| GIVEN TASK A |
Reproduce word for word the lines in the records below, starting at the line with "# draw the outline of every instance of the stadium" and continuing through the last line of the records.

Composers using regular pen and paper can easily cross out their work, and pencil is erasable. In order to replicate this particular affordance of pen and paper, it is necessary to implement some way of editing work.
Playing back a composition through the digital organizing system. (Easy)
Users should be able to browse through all previously uploaded compositions and play them back. The organizing system should be intuitive and easy to use, and support features that make searching easier. Our software allows users to search by title, tag, or date, and can also narrow down a search by tag. Once a song is found, playing it should be trivially easy. The MELODY browser contains an onboard MIDI player, and playing a song is simply a matter of selecting a song, and pressing the play button.
This task represents the necessary digital counterpart to the paper system. MELODY seeks to bridge the paper and digital worlds, so software to handle Anoto pen data is vital to the concept of the project.
Design evolution
Initial sketches
The very first rendering of MELODY’s paper interface has many of the features necessary to recreate the freedom of traditional paper sheet music. As labeled on the image, the interface contains title and tag fields that make digital organizing easier. In addition to the standard five-line bars for writing notes in, there are instrument selector boxes next to each bar, and a “cue line,” a dotted line spanning all of the bars, which allow the user to specify that multiple bars should be played together when they are connected with the Anoto pen.
The very first rendering of MELODY’s paper interface has many of the features necessary to recreate the freedom of traditional paper sheet music. As labeled on the image, the interface contains title and tag fields that make digital organizing easier. In addition to the standard five-line bars for writing notes in, there are instrument selector boxes next to each bar, and a “cue line,” a dotted line spanning all of the bars, which allow the user to specify that multiple bars should be played together when they are connected with the Anoto pen. Finally, a feature unique to the initial sketch was item E, the preview button. This button would upload all of the stroke data into a cell phone with software that automatically converts the stroke data into MIDI and plays the composition.
One of the tasks we wished to support was the ability to erase notes and notation, since easy error-correction is one of the primary affordances of music paper. Our idea was that rather than cluttering up the paper interface with an erase option, we have a modeless gesture-based system of erasing notes, whereby a user would mark an ‘X’ over the desired targets, and the MIDI converter would recognize which notes to omit.
Not pictured is the software interface that organizes uploaded MIDI compositions. At this point, we had not yet received the pens, let alone information about the R3 toolkit, and were in the dark about the specific mechanics of the pen, so we did not make a visual sketch of it. We did, however, plan for the same features we have now: the ability to organize and search by title, tag, and date, and a rudimentary MIDI player.
Low-fidelity testing
The above image is a simulation of the music browser that organizes and plays uploaded compositions. As mentioned before, such a feature was discussed, but we created a visual sketch of the interface to print out for low-fidelity testing. The sketch contains the basic features necessary to locate and play a music composition, allowing the user to search for a composition by title, tag, and date. It also contains a rudimentary MIDI player with volume and duration sliders, as well as the ability to pause.
The paper interface remained the same between the initial brainstorming sketch and low-fidelity testing, since no user testing took place to evaluate it. We simply printed out our initial sketch to test with users.

| GIVEN TASK B |
From the text on MELODY's design, quote the passage from "One of the tasks" up to and including "rudimentary MIDI player.".

[A run of records]
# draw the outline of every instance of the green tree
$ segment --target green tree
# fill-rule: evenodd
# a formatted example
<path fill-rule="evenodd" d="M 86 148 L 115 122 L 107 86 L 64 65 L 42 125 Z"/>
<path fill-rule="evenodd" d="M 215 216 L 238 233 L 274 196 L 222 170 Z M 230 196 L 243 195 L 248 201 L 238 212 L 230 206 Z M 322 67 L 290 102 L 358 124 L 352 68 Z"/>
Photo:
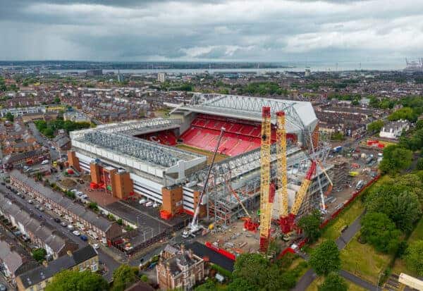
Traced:
<path fill-rule="evenodd" d="M 90 271 L 63 271 L 53 277 L 45 291 L 106 291 L 109 284 L 100 275 Z"/>
<path fill-rule="evenodd" d="M 309 242 L 314 242 L 320 237 L 320 213 L 318 210 L 302 216 L 298 221 L 298 226 L 304 231 L 304 235 Z"/>
<path fill-rule="evenodd" d="M 203 284 L 194 289 L 195 291 L 214 291 L 216 289 L 216 282 L 212 279 L 207 279 Z"/>
<path fill-rule="evenodd" d="M 32 250 L 32 258 L 39 263 L 42 262 L 45 258 L 47 252 L 44 249 L 35 249 Z"/>
<path fill-rule="evenodd" d="M 396 227 L 404 232 L 410 232 L 413 224 L 422 214 L 422 206 L 415 190 L 402 184 L 398 179 L 395 184 L 387 182 L 369 192 L 365 197 L 365 204 L 369 212 L 386 214 Z"/>
<path fill-rule="evenodd" d="M 423 275 L 423 240 L 412 243 L 405 252 L 407 267 L 414 271 L 418 275 Z"/>
<path fill-rule="evenodd" d="M 347 291 L 347 290 L 345 281 L 334 272 L 328 275 L 324 282 L 318 287 L 319 291 Z"/>
<path fill-rule="evenodd" d="M 419 158 L 416 168 L 417 170 L 423 170 L 423 158 Z"/>
<path fill-rule="evenodd" d="M 384 159 L 379 165 L 383 173 L 395 173 L 410 168 L 412 161 L 412 151 L 398 145 L 389 145 L 384 149 Z"/>
<path fill-rule="evenodd" d="M 12 114 L 9 111 L 6 112 L 6 115 L 4 116 L 4 117 L 6 118 L 6 120 L 9 120 L 11 123 L 13 123 L 13 120 L 15 119 L 15 117 L 13 116 L 13 114 Z"/>
<path fill-rule="evenodd" d="M 385 213 L 369 212 L 362 219 L 362 237 L 377 251 L 395 254 L 401 233 Z"/>
<path fill-rule="evenodd" d="M 242 278 L 237 278 L 226 286 L 226 291 L 255 291 L 257 289 Z"/>
<path fill-rule="evenodd" d="M 312 253 L 309 263 L 317 275 L 327 275 L 339 271 L 339 250 L 333 240 L 325 240 Z"/>
<path fill-rule="evenodd" d="M 111 291 L 123 291 L 138 280 L 138 269 L 123 264 L 113 272 Z"/>
<path fill-rule="evenodd" d="M 379 132 L 384 127 L 383 120 L 376 120 L 367 125 L 367 130 L 371 132 Z"/>

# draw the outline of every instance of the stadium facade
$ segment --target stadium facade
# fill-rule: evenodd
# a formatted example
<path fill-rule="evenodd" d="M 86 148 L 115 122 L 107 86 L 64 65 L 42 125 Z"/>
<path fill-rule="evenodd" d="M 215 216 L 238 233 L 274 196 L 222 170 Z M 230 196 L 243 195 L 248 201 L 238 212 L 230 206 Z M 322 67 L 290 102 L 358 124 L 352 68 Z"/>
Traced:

| TASK SOLUTION A |
# draw the outline of every instance of the stadium facade
$ segment --target stadium facade
# fill-rule: evenodd
# a formatted example
<path fill-rule="evenodd" d="M 86 148 L 115 122 L 107 86 L 64 65 L 42 125 Z"/>
<path fill-rule="evenodd" d="M 215 216 L 238 233 L 274 196 L 222 170 Z M 230 196 L 243 195 L 248 201 L 238 212 L 230 206 Z M 322 67 L 290 102 L 358 124 L 352 68 Z"/>
Traced:

| TASK SOLUTION B |
One of the tasks we wished to support was the ability to erase notes and notation, since easy error-correction is one of the primary affordances of music paper. Our idea was that rather than cluttering up the paper interface with an erase option, we have a modeless gesture-based system of erasing notes, whereby a user would mark an ‘X’ over the desired targets, and the MIDI converter would recognize which notes to omit.
Not pictured is the software interface that organizes uploaded MIDI compositions. At this point, we had not yet received the pens, let alone information about the R3 toolkit, and were in the dark about the specific mechanics of the pen, so we did not make a visual sketch of it. We did, however, plan for the same features we have now: the ability to organize and search by title, tag, and date, and a rudimentary MIDI player.